### Input for this task
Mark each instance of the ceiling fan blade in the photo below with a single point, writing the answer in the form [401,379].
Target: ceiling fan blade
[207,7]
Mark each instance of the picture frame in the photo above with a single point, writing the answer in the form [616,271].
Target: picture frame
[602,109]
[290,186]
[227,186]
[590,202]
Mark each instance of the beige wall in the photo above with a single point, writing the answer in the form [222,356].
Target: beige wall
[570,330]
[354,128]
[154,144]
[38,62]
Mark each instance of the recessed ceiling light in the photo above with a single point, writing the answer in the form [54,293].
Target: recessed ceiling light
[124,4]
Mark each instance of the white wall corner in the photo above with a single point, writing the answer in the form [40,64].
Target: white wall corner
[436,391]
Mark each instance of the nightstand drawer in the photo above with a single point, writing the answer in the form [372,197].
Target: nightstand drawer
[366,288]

...

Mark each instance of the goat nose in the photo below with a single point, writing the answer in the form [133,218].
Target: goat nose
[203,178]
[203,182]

...

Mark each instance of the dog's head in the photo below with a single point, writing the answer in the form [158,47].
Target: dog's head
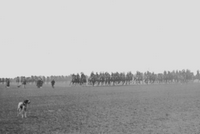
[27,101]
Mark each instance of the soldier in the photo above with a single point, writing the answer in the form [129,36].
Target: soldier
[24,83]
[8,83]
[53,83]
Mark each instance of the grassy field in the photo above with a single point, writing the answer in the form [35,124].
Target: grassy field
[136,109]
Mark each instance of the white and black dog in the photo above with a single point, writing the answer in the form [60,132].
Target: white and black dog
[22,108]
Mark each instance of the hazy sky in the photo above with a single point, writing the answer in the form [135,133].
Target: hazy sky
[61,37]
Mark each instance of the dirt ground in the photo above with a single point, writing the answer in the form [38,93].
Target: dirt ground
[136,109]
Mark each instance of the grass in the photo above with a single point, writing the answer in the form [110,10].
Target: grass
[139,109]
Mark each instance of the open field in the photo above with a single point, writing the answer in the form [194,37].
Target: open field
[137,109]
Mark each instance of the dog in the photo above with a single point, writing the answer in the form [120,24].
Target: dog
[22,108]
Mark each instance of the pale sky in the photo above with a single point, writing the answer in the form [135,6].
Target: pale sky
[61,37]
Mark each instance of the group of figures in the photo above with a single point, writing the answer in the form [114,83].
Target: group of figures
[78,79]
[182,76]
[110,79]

### Required action
Only the lines with "below" are needed; find them in the records and copy each one.

### Your response
Mark each instance of the ceiling fan blade in the photo below with a single point, writing the answer in the form [401,379].
Mark each instance of the goat nose in the photo below with a single point, writing the answer in the form [133,218].
Mark each instance of the dog's head in the photo below with a single point, writing the answer in the form [158,47].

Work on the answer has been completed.